• [Фрагмент страницы]
* * *
Меньше, чем через месяц после первого суда состоялся второй — на этот раз в большом зале Клуба строителей на Фонтанке, рядом с прежней вотчиной шефа жандармов А. X. Бенкендорфа, то есть Третьим отделением его императорского величества канцелярии; теперь там же — ленинградский Городской суд (любопытная преемственность: поэта судили рядом с тем домом, из которого травили Пушкина, Лермонтова, Некрасова…). Второй суд был долгим, так сказать — полнометражным. Публику составили привезенные специально на грузовиках сезонные рабочие — они улюлюкали, громко аплодировали обвинителям и бросали ядовитые реплики защитникам. Было и несколько писателей — имена их называть не буду. Все та же судья Савельева с издевкой допрашивала подсудимого, пытаясь установить, что он не зарабатывал себе на жизнь и был паразитом на шее общества (Приложение 1).
* * *
• [Исходные данные]
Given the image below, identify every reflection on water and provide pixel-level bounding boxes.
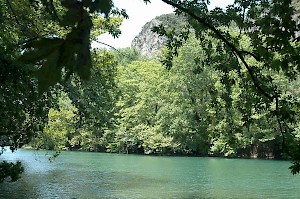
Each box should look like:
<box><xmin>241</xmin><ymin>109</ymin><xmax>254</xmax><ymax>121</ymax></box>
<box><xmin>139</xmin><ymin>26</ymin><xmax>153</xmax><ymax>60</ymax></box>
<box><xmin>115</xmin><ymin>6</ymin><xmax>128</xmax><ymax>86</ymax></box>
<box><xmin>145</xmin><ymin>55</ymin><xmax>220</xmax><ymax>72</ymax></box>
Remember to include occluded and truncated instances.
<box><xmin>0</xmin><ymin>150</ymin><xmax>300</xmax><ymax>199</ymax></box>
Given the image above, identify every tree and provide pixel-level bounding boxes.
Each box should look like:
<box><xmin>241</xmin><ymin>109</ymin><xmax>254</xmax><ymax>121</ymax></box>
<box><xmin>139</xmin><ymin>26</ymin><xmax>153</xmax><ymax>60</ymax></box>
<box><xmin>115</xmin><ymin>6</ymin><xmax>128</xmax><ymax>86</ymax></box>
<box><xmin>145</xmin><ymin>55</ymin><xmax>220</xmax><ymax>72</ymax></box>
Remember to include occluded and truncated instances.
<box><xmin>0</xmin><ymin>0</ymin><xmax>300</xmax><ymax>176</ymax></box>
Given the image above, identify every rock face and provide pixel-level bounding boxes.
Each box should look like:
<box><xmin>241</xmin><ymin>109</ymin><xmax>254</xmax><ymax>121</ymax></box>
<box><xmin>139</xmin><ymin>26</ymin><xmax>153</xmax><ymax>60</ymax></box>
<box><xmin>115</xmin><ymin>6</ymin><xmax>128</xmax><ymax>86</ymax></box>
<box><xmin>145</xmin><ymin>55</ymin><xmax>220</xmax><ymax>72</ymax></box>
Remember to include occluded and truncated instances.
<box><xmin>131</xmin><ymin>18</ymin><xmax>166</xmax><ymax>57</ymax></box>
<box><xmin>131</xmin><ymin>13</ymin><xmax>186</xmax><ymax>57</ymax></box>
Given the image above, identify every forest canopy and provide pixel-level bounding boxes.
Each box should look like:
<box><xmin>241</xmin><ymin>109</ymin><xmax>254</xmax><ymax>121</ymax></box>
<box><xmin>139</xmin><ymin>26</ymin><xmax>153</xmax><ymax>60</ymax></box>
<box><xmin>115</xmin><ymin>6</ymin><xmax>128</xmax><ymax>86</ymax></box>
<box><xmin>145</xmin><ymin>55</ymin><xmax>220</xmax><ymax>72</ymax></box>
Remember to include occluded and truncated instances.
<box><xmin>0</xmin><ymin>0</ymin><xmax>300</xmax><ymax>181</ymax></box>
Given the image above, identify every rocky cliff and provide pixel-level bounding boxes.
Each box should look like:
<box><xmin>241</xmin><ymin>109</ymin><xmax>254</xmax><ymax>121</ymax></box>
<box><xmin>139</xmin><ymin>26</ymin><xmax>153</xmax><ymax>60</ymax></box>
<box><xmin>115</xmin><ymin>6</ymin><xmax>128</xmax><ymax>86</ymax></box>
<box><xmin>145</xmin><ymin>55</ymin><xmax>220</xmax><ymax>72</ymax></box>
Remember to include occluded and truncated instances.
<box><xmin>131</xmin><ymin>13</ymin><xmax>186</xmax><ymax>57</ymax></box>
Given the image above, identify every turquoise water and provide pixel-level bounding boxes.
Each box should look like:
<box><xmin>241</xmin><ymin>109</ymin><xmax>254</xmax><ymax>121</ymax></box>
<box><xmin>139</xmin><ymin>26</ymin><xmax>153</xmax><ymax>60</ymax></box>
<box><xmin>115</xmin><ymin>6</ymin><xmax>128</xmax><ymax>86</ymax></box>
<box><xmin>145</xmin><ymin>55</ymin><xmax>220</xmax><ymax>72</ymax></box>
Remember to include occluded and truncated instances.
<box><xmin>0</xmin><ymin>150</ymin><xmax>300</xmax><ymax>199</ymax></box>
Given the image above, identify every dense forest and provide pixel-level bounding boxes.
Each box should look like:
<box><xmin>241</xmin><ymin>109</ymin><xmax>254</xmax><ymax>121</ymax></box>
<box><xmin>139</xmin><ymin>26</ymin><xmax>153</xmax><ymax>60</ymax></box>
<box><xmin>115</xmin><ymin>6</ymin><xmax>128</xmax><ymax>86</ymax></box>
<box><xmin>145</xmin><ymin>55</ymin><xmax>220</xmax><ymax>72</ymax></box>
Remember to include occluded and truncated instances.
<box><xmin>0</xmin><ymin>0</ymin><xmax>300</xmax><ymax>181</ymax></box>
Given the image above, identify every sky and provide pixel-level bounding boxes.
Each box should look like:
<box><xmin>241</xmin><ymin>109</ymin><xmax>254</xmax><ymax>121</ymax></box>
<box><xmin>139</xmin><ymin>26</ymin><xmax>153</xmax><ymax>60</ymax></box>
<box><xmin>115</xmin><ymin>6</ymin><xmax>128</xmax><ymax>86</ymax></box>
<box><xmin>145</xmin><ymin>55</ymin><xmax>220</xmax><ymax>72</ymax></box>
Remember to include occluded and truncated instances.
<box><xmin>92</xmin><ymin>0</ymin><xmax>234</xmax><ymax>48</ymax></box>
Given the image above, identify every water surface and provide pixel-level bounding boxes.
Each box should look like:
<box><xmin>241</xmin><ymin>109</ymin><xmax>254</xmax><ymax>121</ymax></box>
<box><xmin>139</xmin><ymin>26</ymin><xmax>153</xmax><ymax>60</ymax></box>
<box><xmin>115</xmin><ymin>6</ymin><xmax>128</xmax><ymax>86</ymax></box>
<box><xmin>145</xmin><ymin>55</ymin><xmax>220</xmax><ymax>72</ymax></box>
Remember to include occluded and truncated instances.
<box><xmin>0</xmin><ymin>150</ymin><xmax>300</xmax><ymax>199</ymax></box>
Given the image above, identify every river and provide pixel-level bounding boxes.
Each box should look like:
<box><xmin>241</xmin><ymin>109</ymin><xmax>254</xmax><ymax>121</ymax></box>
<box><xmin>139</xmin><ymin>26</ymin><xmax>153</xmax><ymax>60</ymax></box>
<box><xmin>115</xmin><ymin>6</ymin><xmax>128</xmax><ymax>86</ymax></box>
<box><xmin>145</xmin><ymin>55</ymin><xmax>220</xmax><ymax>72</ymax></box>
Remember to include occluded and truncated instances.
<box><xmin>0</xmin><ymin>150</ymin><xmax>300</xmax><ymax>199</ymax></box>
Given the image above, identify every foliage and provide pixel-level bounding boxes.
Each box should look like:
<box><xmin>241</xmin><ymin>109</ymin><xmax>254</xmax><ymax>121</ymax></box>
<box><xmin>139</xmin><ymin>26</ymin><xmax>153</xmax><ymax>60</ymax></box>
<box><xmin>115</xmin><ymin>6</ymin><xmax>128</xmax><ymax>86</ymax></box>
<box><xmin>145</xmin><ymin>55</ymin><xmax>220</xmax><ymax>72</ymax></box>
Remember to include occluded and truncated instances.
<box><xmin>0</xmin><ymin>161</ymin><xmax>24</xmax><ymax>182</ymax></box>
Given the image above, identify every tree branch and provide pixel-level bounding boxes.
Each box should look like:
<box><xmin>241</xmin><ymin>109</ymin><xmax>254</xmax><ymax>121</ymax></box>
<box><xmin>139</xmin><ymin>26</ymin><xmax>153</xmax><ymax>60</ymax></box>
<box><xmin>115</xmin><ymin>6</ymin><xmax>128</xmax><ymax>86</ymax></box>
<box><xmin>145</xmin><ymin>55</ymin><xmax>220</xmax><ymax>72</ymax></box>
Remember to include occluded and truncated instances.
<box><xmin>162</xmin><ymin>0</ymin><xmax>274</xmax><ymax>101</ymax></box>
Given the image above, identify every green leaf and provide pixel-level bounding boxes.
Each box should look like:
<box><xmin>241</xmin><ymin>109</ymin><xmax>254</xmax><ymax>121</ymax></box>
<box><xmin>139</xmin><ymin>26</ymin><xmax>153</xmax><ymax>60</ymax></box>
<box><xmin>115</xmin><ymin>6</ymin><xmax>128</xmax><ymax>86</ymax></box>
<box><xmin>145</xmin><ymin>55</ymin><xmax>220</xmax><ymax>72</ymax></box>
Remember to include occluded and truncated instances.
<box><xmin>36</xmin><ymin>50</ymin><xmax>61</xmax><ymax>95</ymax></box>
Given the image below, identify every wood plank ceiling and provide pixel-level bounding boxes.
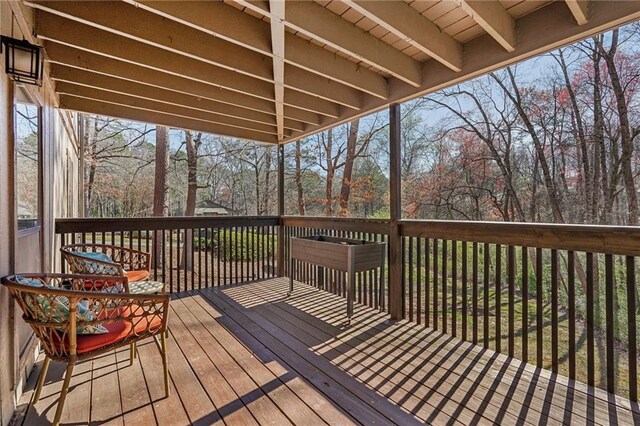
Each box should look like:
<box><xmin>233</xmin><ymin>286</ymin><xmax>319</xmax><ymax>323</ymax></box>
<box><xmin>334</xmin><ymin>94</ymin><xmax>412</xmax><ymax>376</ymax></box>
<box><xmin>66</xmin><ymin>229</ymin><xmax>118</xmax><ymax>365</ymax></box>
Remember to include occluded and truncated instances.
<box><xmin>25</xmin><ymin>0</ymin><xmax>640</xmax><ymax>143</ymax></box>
* * *
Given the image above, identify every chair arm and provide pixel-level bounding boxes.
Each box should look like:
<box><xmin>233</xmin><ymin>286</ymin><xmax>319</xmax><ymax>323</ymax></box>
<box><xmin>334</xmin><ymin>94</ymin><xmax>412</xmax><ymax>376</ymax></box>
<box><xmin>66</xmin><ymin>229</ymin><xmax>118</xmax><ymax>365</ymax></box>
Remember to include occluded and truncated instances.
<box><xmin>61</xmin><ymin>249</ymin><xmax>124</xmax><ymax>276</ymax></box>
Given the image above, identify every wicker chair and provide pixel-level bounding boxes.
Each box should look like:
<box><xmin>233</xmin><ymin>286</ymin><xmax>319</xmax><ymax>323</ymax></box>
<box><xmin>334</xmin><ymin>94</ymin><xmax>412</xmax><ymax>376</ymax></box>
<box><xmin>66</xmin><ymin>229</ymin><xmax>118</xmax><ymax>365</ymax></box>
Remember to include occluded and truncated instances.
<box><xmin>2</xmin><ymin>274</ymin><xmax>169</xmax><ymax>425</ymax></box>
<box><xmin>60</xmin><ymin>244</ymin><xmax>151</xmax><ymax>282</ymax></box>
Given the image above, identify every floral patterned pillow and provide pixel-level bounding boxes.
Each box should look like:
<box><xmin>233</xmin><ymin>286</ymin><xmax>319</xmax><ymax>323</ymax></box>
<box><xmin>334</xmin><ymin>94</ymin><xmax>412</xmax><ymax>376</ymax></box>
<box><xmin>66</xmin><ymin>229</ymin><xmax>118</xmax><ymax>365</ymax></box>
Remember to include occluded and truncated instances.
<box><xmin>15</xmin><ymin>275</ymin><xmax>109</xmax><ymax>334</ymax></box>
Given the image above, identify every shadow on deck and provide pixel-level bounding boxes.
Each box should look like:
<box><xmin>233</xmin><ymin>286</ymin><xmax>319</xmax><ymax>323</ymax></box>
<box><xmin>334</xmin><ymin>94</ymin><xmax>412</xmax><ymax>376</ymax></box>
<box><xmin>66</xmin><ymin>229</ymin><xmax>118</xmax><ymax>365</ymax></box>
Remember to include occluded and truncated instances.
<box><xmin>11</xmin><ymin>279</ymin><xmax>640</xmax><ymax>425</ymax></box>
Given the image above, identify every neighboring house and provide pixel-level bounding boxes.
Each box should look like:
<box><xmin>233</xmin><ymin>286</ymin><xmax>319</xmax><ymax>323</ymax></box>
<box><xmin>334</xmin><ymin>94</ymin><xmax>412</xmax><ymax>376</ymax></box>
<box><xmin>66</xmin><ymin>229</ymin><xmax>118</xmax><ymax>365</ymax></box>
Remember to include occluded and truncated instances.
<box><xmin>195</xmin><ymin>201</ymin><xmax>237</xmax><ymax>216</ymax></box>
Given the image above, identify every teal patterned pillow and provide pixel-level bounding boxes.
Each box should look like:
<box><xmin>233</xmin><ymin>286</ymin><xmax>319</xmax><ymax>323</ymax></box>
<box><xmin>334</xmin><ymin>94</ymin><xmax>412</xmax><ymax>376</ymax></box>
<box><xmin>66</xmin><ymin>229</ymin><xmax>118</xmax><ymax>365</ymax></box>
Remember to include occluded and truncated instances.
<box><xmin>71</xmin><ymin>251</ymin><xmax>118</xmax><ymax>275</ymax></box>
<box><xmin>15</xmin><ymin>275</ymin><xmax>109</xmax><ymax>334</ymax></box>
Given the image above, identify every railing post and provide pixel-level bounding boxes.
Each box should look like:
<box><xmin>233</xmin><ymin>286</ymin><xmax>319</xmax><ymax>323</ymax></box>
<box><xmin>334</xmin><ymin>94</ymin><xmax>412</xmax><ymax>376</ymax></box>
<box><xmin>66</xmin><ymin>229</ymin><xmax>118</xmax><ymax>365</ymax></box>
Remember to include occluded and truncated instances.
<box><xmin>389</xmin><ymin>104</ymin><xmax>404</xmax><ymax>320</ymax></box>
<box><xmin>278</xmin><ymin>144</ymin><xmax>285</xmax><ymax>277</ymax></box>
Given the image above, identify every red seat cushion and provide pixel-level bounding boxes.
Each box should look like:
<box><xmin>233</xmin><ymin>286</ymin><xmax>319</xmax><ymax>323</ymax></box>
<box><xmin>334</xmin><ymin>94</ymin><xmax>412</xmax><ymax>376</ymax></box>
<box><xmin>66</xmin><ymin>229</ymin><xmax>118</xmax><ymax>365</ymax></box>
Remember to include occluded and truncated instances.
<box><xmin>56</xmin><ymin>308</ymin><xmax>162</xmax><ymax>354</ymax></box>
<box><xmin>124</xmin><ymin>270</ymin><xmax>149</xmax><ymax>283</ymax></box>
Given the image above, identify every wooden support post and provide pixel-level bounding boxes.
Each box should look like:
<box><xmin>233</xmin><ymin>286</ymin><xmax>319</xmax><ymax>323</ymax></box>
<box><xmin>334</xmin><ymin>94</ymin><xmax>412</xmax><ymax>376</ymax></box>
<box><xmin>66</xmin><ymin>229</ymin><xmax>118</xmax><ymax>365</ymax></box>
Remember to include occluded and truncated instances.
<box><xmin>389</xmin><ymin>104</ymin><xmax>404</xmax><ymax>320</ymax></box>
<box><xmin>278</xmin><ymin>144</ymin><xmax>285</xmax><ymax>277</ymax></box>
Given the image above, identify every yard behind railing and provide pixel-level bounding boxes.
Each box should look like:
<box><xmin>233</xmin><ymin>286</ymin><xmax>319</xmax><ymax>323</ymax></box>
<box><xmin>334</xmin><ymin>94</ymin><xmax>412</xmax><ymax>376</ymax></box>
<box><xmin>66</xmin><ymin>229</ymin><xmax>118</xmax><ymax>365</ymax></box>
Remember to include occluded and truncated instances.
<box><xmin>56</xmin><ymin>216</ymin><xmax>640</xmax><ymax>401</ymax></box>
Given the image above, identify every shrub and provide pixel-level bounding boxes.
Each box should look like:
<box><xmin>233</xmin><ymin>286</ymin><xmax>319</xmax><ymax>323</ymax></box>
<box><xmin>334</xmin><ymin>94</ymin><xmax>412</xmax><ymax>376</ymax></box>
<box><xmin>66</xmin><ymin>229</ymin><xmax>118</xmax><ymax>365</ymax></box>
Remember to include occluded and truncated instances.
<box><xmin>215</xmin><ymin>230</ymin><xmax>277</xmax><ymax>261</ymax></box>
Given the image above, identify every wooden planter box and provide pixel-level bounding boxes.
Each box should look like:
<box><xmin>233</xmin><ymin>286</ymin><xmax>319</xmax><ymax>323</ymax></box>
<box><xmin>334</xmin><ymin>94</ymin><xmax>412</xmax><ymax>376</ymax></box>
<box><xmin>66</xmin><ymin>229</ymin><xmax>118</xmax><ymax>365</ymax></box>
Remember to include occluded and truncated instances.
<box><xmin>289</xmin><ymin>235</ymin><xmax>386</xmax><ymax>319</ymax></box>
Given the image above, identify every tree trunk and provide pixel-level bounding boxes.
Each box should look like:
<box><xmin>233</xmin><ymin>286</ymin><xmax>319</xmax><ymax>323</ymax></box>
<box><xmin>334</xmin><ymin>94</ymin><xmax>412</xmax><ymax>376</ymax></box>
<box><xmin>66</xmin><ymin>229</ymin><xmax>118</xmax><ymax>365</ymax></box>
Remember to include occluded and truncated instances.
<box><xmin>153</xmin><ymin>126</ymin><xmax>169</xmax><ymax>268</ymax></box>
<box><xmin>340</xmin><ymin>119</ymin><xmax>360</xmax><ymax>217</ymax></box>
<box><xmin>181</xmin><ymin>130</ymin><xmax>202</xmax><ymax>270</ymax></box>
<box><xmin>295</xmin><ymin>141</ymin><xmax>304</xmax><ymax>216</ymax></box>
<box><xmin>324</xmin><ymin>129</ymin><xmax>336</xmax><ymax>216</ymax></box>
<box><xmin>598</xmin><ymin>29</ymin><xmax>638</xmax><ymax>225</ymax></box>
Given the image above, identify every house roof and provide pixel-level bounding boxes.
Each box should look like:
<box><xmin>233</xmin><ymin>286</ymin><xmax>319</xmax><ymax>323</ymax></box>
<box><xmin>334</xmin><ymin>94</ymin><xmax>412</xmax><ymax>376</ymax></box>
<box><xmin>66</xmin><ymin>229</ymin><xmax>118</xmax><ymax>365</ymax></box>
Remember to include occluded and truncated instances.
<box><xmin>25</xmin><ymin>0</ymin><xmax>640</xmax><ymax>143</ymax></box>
* * *
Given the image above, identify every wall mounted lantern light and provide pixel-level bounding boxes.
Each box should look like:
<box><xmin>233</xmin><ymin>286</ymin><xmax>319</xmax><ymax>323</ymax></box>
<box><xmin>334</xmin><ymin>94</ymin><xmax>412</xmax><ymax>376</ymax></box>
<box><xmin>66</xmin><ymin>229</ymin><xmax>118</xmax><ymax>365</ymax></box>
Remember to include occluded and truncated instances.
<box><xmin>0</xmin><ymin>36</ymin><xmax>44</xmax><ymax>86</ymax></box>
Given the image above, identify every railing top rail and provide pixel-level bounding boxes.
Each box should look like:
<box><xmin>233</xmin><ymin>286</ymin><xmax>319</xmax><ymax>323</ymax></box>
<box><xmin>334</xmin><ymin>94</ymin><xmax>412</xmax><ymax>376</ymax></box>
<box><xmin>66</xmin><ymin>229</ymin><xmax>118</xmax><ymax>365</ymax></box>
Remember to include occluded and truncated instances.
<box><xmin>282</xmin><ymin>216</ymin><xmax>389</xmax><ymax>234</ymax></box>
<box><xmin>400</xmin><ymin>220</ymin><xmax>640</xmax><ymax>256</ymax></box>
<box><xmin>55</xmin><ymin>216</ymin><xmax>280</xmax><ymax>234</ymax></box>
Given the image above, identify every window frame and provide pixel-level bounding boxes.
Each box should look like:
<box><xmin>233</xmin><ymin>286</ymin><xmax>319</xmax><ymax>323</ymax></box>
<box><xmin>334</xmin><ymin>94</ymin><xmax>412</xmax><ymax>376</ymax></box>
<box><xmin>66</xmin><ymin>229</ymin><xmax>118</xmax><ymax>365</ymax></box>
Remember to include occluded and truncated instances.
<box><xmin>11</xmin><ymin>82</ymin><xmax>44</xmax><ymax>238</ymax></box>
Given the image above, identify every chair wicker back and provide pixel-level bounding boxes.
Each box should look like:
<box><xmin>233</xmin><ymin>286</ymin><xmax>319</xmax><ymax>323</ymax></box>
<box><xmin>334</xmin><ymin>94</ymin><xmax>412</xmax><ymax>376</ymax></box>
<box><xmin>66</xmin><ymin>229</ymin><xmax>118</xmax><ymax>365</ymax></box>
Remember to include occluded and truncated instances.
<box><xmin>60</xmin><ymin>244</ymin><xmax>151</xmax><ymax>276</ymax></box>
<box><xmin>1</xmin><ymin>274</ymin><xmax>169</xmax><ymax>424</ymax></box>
* * *
• [Задания]
A: Почему во фрагменте о втором суде место его проведения связано с «любопытной преемственностью»? Ответьте одним–тремя предложениями.
B: Пожалуйста, приведите часть фрагмента о втором суде, которая открывается словами «Меньше, чем через» и заканчивается словами «общества (Приложение 1).», заменив в ней «сезонные рабочие» на «случайные прохожие».
Строки здесь не используются.

• [Ответы по порядку]
A: Суд проходил рядом с бывшим Третьим отделением его императорского величества канцелярии. Поэта судили возле того дома, из которого травили Пушкина, Лермонтова и Некрасова.

B:
Меньше, чем через месяц после первого суда состоялся второй — на этот раз в большом зале Клуба строителей на Фонтанке, рядом с прежней вотчиной шефа жандармов А. X. Бенкендорфа, то есть Третьим отделением его императорского величества канцелярии; теперь там же — ленинградский Городской суд (любопытная преемственность: поэта судили рядом с тем домом, из которого травили Пушкина, Лермонтова, Некрасова…). Второй суд был долгим, так сказать — полнометражным. Публику составили привезенные специально на грузовиках случайные прохожие — они улюлюкали, громко аплодировали обвинителям и бросали ядовитые реплики защитникам. Было и несколько писателей — имена их называть не буду. Все та же судья Савельева с издевкой допрашивала подсудимого, пытаясь установить, что он не зарабатывал себе на жизнь и был паразитом на шее общества (Приложение 1).